*YOUR OBJECTIVE*: Scan the entries for lines with the word "below" and copy those lines.

*DATA*:
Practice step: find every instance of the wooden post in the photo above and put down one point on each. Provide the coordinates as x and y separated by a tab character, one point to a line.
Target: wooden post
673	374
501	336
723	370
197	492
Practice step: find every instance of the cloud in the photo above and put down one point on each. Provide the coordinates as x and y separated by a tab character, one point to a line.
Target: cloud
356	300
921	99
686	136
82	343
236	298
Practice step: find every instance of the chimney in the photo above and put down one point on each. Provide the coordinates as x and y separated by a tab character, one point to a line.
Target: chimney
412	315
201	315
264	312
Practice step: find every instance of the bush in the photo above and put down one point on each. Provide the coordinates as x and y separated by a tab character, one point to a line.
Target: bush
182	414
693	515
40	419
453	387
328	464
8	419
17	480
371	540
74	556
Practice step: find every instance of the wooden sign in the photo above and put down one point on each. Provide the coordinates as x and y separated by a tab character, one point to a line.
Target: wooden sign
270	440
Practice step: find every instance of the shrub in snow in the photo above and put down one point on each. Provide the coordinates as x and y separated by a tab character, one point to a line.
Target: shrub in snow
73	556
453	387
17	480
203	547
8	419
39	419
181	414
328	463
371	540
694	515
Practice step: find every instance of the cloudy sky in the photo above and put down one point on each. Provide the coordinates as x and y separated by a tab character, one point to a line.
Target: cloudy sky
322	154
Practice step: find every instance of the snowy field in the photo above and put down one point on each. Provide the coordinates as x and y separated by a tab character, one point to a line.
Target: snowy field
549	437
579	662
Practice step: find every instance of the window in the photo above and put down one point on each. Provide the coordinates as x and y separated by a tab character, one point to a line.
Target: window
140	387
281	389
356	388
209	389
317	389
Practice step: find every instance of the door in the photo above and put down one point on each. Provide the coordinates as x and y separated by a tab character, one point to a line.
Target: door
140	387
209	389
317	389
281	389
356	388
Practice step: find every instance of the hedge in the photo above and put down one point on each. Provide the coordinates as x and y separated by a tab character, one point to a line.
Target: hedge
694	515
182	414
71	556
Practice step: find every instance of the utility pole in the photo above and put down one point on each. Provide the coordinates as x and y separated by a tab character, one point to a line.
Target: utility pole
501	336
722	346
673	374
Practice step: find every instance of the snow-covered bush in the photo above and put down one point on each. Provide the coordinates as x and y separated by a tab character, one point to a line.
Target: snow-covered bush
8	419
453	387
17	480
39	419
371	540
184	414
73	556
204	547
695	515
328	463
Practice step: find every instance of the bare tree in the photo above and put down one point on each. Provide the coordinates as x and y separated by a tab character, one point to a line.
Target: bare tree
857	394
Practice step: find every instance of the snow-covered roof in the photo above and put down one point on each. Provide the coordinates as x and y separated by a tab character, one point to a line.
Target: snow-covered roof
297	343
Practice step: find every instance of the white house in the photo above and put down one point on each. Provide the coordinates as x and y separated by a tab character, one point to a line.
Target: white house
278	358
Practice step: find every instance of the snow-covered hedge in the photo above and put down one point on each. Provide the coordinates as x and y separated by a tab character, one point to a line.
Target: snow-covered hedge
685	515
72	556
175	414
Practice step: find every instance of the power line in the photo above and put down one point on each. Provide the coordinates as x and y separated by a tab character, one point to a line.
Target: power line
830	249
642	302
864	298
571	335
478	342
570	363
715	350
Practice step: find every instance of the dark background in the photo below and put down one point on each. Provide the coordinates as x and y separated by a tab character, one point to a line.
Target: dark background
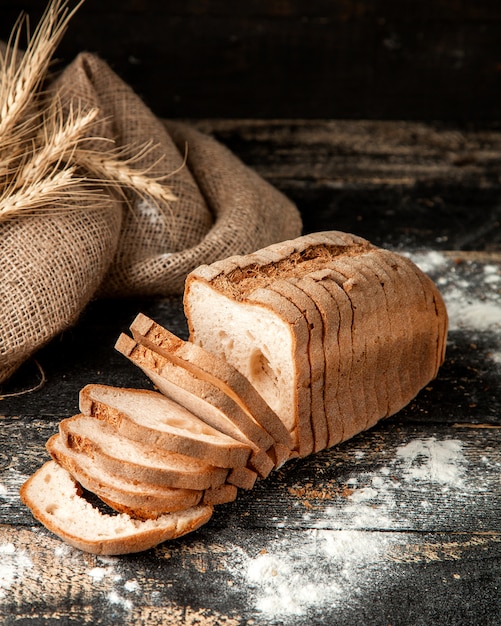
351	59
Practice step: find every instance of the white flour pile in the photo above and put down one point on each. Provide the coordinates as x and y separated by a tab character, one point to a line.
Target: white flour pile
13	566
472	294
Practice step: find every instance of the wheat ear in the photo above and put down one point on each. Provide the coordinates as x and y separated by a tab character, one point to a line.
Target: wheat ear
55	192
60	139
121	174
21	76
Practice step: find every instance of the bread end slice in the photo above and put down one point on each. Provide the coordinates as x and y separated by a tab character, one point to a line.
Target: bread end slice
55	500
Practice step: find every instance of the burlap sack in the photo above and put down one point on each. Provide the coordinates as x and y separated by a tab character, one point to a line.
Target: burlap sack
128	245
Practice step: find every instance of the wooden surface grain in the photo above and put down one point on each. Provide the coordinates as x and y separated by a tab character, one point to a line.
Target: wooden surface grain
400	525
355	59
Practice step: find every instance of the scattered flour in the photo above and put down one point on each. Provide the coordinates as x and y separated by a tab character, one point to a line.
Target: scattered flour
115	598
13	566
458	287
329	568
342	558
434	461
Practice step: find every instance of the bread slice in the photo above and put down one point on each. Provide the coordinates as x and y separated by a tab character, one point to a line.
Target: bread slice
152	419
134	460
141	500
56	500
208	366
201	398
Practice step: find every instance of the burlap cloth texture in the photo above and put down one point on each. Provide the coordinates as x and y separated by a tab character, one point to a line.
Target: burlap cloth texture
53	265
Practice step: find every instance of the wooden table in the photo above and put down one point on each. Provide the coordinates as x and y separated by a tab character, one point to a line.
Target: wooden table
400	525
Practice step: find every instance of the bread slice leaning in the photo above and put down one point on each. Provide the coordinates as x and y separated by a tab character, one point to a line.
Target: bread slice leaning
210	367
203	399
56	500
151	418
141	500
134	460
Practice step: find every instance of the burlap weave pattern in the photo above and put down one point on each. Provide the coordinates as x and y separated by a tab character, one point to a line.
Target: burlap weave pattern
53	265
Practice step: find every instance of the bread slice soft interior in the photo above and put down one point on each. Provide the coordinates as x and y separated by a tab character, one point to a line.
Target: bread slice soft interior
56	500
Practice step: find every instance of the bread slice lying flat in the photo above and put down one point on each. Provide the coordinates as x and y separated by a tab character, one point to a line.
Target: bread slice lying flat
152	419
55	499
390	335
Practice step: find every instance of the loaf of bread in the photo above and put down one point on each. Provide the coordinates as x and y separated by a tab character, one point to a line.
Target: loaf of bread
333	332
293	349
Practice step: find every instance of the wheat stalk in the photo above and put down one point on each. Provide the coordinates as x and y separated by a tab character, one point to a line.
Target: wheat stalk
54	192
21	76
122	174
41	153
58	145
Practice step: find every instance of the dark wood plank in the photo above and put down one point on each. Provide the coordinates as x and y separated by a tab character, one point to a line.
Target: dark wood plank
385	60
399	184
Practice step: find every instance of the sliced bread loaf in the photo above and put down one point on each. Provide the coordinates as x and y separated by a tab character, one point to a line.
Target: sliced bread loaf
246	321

---

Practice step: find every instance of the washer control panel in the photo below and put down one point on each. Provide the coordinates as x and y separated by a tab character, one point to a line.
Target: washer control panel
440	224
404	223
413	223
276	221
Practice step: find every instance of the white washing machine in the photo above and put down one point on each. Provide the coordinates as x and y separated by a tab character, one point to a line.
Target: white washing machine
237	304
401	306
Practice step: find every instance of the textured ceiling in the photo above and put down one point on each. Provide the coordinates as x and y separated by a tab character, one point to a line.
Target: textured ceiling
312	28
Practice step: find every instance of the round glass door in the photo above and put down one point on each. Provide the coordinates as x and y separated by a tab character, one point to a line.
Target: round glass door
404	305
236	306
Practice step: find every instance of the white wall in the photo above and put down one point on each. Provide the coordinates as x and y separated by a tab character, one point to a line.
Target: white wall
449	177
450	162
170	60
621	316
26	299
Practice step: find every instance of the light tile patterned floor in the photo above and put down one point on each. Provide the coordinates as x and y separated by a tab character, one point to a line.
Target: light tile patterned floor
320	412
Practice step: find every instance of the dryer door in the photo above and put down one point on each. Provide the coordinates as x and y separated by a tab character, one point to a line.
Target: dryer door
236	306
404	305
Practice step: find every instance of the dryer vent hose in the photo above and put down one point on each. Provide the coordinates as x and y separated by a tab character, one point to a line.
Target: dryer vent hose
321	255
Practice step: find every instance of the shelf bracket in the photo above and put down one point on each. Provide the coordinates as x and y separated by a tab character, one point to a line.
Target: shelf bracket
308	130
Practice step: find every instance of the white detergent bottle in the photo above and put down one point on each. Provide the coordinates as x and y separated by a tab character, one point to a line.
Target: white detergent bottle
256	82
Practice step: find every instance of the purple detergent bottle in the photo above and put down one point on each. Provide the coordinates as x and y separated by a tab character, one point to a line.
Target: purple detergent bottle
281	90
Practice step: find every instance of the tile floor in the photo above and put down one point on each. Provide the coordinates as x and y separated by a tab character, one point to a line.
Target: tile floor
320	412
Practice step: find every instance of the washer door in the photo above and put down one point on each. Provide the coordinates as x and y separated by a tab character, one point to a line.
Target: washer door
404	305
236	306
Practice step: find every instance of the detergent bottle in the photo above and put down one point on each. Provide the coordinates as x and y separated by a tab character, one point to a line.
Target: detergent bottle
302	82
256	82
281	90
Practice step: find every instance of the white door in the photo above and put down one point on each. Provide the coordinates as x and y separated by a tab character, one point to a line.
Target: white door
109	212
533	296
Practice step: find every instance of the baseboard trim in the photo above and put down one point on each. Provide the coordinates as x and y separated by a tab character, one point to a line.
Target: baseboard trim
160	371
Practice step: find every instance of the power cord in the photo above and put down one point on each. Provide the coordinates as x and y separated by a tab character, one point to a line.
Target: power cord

*RESULT OF THE TASK*:
Practice step: find every instance of the dark background in the photo below and put down one point on each. Provide the coordinates as x and y separated by a tab character, one point to a line.
Practice step: find every instance of the washer control panel in the photo below and put down one point on each. Provide the coordinates as x and y separated by a tab character, one point to a line.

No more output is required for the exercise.